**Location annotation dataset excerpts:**
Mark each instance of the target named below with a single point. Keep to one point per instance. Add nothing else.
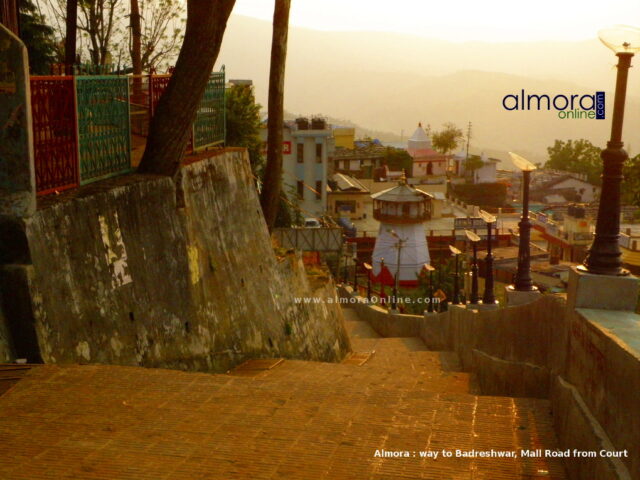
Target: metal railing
(82, 125)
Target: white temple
(401, 210)
(426, 161)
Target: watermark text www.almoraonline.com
(373, 301)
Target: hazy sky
(458, 20)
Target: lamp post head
(621, 38)
(471, 236)
(522, 163)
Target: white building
(401, 246)
(306, 146)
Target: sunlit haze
(463, 20)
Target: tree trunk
(136, 38)
(136, 53)
(70, 36)
(171, 125)
(273, 172)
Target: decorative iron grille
(55, 135)
(209, 125)
(103, 126)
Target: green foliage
(482, 194)
(243, 124)
(38, 38)
(473, 163)
(578, 156)
(631, 182)
(446, 140)
(398, 159)
(443, 279)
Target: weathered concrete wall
(162, 274)
(586, 361)
(6, 350)
(603, 365)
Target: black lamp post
(488, 298)
(474, 239)
(394, 302)
(523, 282)
(430, 269)
(368, 269)
(604, 254)
(381, 283)
(456, 276)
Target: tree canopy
(38, 37)
(243, 124)
(578, 156)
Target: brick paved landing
(298, 420)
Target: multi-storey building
(306, 145)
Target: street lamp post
(523, 281)
(456, 276)
(430, 269)
(381, 283)
(604, 256)
(474, 239)
(489, 297)
(368, 269)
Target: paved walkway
(297, 420)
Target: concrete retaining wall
(147, 271)
(6, 350)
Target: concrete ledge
(577, 429)
(605, 292)
(516, 297)
(496, 376)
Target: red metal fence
(55, 134)
(82, 125)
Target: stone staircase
(370, 417)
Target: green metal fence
(209, 125)
(103, 126)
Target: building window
(345, 206)
(300, 152)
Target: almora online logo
(567, 106)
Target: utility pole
(468, 139)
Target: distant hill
(386, 82)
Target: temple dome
(419, 140)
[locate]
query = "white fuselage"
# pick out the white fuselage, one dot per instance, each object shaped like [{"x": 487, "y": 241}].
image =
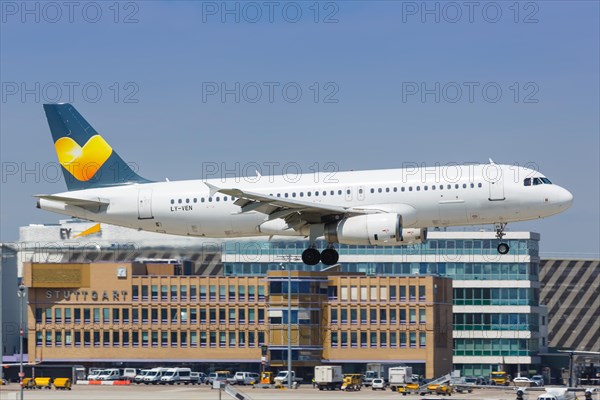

**WHAT YOU WILL DO:**
Could you give all of the rows above as a Markdown table with the columns "No." and "Line", numbering each line, dropping blank lines, and leaving the pictures out?

**WORKED ANSWER:**
| No. | Line |
|---|---|
| 1 | Mark each instance of the target named below with a single point. Keep to one point per instance. Add nothing else. |
| 2 | Target: metal railing |
| 3 | (82, 125) |
| 4 | Target: white temple |
| 5 | (401, 210) |
| 6 | (426, 161) |
| 7 | Target: watermark text www.almoraonline.com |
| 8 | (373, 301) |
| 9 | Target: hazy sky |
| 10 | (458, 20) |
| 11 | Target: lamp post head |
| 12 | (621, 38) |
| 13 | (471, 236) |
| 14 | (522, 163) |
| 15 | Target: white building |
| 16 | (401, 246) |
| 17 | (306, 146) |
| 18 | Target: sunlit haze |
| 19 | (463, 20) |
| 20 | Target: tree trunk |
| 21 | (136, 38) |
| 22 | (136, 53) |
| 23 | (70, 36) |
| 24 | (171, 125) |
| 25 | (273, 172) |
| 26 | Target: decorative iron grille |
| 27 | (55, 135) |
| 28 | (209, 125) |
| 29 | (103, 126) |
| 30 | Target: green foliage |
| 31 | (482, 194) |
| 32 | (243, 124) |
| 33 | (38, 38) |
| 34 | (473, 163) |
| 35 | (578, 156) |
| 36 | (631, 182) |
| 37 | (446, 140) |
| 38 | (398, 159) |
| 39 | (443, 279) |
| 40 | Target: weathered concrete wall |
| 41 | (162, 274) |
| 42 | (586, 361) |
| 43 | (6, 350) |
| 44 | (603, 365) |
| 45 | Target: black lamp post |
| 46 | (488, 298) |
| 47 | (474, 239) |
| 48 | (394, 302) |
| 49 | (523, 282) |
| 50 | (430, 269) |
| 51 | (368, 269) |
| 52 | (604, 254) |
| 53 | (381, 283) |
| 54 | (456, 276) |
| 55 | Target: tree canopy |
| 56 | (38, 37) |
| 57 | (243, 124) |
| 58 | (578, 156) |
| 59 | Target: brick paved landing |
| 60 | (298, 420) |
| 61 | Target: multi-storey building |
| 62 | (306, 145) |
| 63 | Target: street lamp post |
| 64 | (523, 281) |
| 65 | (456, 276) |
| 66 | (430, 269) |
| 67 | (381, 283) |
| 68 | (604, 256) |
| 69 | (474, 239) |
| 70 | (489, 297) |
| 71 | (368, 269) |
| 72 | Target: paved walkway |
| 73 | (297, 420) |
| 74 | Target: concrete retaining wall |
| 75 | (147, 271) |
| 76 | (6, 350) |
| 77 | Target: concrete ledge |
| 78 | (577, 429) |
| 79 | (605, 292) |
| 80 | (516, 297) |
| 81 | (496, 376) |
| 82 | Target: red metal fence |
| 83 | (55, 134) |
| 84 | (82, 125) |
| 85 | Target: stone staircase |
| 86 | (370, 417) |
| 87 | Target: green metal fence |
| 88 | (209, 125) |
| 89 | (103, 126) |
| 90 | Target: building window |
| 91 | (345, 206) |
| 92 | (300, 152) |
| 93 | Target: almora online logo |
| 94 | (567, 106) |
| 95 | Target: utility pole |
| 96 | (468, 139) |
| 97 | Target: distant hill |
| 98 | (386, 82) |
| 99 | Target: temple dome |
| 100 | (419, 140) |
| 101 | [locate] |
| 102 | query = "white fuselage" |
| 103 | # pick out the white fuselage, one dot per instance, each object shaped like [{"x": 487, "y": 241}]. |
| 104 | image = |